** Start Document **
Lotz’s father made similar claims decades ago as did her brother, Franklin Graham.
Read related article: “More Predictions About the End of the World that Paralyze Christians.”
Is Anne Graham Lotz interpreting the Bible correctly on these two prophetic texts? Is it true that the “fig tree” illustration in Matthew 24:32 is about Israel becoming a nation again? While this has been a popular interpretation,1 very few prominent prophecy teachers today believe that the fig tree refers to the national restoration of Israel (see below).
There are several reasons why “the fig tree as Israel” interpretation has fallen out of favor. First, there is nothing in the New Testament that attaches any significance to Israel becoming a nation again. The New Testament is silent on the issue. Compare this silence with numerous accounts of the exiles returning to their homeland under divine direction in the Old Testament (2 Chr. 36:22; Ezra 1:1-4; Jer. 25:12; 29:10). There is nothing in the New Testament that compares with what read about the return of God’s people to their homeland in the Old Testament.
Second, Israel today is as pagan as the United States. Like the United States, it supports and funds abortion. Also, “lesbian, gay, bisexual, and transgender (LGBT) rights in Israel are the most advanced in the Middle East and one of the most advanced in Asia. . . . Although same-sex marriages are not performed in the country, Israel recognizes same-sex marriages performed elsewhere, making it the first and only country in Asia to do so. . . . Gays and lesbians are also allowed to serve openly in the military.” (Source)
The exiles that returned from the captivity repented of their sins (see Ezra and Nehemiah). Israel today is still an anti-Christian nation.
Third, the parallel account in Luke 21:29-30 states: “Then [Jesus] told them a parable: ‘Behold the fig tree and all the trees; as soon as they put forth leaves, you see it and know for yourselves that summer is now near.’” It’s not just the fig tree, but “all the trees” that begin to “put forth their leaves.” What are these “other trees”? Lotz never mentions Luke’s parallel account. The use of trees bringing forth leaves is an illustration from nature and nothing more.
Fourth, if the fig tree represents Israel in Matthew 24:32, then why doesn’t the fruitless fig tree in Matthew 21:19 represent Israel?
“Seeing a lone fig tree by the road, [Jesus] came to it and found nothing on it except leaves only; and He said to it, ‘No longer shall there ever be any fruit from you.’ And at once the fig tree withered” (also see Mark 11:12–14, 20-26; Luke 13:6-9).
** End Document **
** Start Records provided **
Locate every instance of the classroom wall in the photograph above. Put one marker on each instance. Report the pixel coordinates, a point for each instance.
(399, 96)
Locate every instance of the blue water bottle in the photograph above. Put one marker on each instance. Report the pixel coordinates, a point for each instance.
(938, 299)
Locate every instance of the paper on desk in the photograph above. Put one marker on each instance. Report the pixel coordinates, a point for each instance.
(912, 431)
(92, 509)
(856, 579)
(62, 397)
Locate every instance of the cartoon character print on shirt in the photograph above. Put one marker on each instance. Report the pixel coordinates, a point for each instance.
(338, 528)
** End Records provided **
** Start Records provided **
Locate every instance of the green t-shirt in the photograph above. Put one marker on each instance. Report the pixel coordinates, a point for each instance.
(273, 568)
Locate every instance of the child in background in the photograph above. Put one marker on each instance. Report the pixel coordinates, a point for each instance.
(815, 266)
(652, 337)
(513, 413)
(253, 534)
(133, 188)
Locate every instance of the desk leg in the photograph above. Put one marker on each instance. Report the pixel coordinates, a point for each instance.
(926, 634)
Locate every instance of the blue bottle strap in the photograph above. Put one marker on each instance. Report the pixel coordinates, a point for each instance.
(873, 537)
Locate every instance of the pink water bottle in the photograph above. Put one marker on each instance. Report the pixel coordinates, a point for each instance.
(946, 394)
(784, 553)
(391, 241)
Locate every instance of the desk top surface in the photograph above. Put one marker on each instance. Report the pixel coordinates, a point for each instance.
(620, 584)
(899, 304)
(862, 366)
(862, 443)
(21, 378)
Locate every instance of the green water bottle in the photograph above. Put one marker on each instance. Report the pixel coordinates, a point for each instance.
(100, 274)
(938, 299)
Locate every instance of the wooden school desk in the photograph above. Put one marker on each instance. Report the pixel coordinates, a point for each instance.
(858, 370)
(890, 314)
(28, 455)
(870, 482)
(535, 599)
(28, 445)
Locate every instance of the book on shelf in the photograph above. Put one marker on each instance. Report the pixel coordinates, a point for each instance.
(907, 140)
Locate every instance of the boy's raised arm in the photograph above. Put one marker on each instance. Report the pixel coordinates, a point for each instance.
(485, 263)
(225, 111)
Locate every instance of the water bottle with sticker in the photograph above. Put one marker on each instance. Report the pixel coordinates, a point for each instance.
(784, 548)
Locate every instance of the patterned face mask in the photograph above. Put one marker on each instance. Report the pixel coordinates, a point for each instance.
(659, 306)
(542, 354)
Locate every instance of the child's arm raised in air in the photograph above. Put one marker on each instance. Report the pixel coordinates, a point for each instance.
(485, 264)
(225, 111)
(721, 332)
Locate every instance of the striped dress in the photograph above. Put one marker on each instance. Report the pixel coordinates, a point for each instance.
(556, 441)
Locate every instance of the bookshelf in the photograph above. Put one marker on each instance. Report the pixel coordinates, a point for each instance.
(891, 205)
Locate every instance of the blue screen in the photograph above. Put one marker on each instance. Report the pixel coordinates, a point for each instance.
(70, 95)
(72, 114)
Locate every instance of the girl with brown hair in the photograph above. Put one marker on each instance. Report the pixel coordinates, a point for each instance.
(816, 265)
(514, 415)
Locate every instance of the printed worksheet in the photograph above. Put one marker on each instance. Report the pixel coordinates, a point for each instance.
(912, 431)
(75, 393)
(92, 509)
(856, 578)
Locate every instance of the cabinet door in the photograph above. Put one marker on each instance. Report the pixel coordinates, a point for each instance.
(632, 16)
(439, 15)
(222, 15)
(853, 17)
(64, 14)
** End Records provided **
▶ **Exercise instructions**
1. Answer each question from the commentary on the fig tree prophecy, one answer per line, marked (a), (b) and (c) as the questions are.
(a) According to the commentary on the fig tree prophecy, which passage in Luke gives the parallel account?
(b) According to the commentary on the fig tree prophecy, what did the exiles who returned from the captivity do?
(c) According to the commentary on the fig tree prophecy, which same-sex marriages does Israel recognize?
2. Carry on writing the commentary on the fig tree prophecy, picking up right after its final sentence.

▶ **Results by task**
1.
(a) Luke 21:29-30
(b) They repented of their sins.
(c) Same-sex marriages performed elsewhere

2.
It’s no wonder that numerous prophecy writers have abandoned the view that the fig tree represents Israel (see below).
Fifth, Jesus is not prophesying about some far distant event; He is explaining to His audience (notice the use of the second person plural “you” used throughout the Olivet Discourse) the signs they were to look for that will lead up to the destruction of the temple in Jerusalem (Matt. 24:1-3) before “this generation” – their generation — passed away (Matt. 24:34; cf. Matt. 11:16; 12:39; 41-42, 45; 23:36; 24:34; Mark 8:12 [twice], 8:38; 13:30; Luke 7:31; 11:29; 11:30, 31, 32, 50, 51, 17:25; 21:32).
Sixth, even prophecy writers who agree with much of Lotz’s prophetic paradigm disagree with her on the meaning of the fig tree illustration. John F. Walvoord wrote the following about the claim that fig tree is a description of modern-day Israel:
“Actually, while the fig tree could be an apt illustration of Israel it is not so used in the Bible. In Jeremiah 24:1–8, good and bad figs [not trees] illustrate Israel in the captivity, and there is also mention of figs in 29:17. The reference to the fig tree in Judges 9:10-11 is obviously not Israel. Neither the reference in Matthew 21:18-20 nor that in Mark 11:12–14 with its interpretation in 11:20-26, gives any indication that it is referring to Israel, any more than the mountain referred to in the passage. Accordingly, while this interpretation is held by many, there is no clear scriptural warrant. A better interpretation is that Christ was using a natural illustration. Because the fig tree brings forth new leaves late in the spring, the budding of the leaves is evidence that summer is near.”2
Larry D. Pettegrew, a professor theology at The Master’s Seminary offers a common sense interpretation of the passage: “The fig tree . . . does not illustrate Israel becoming a nation in 1948. The fig tree is simply an illustration from nature.”3
Eighth, we are told by the apostle Paul what tree represents Israel. It’s not the fig tree; it’s the olive tree (Rom 11:17-21).
What about the second sign about the gospel of the kingdom being “preached in the whole world as a testimony to all the nations” before the end comes? (Matt. 24:14). The “end” is not the end of America or the end of the world but the “end of the age” (Matt. 24:3).4 The apostles were living in what is described elsewhere in the New Testament as “these last days” (Heb. 1:2), “the consummation of the ages” (9:26), “upon whom the ends of the ages have come” (1 Cor. 10:11). Peter writes that Jesus “has appeared in these last times . . . for the sake of you” (1 Peter 1:20). Notice the past tense and the audience.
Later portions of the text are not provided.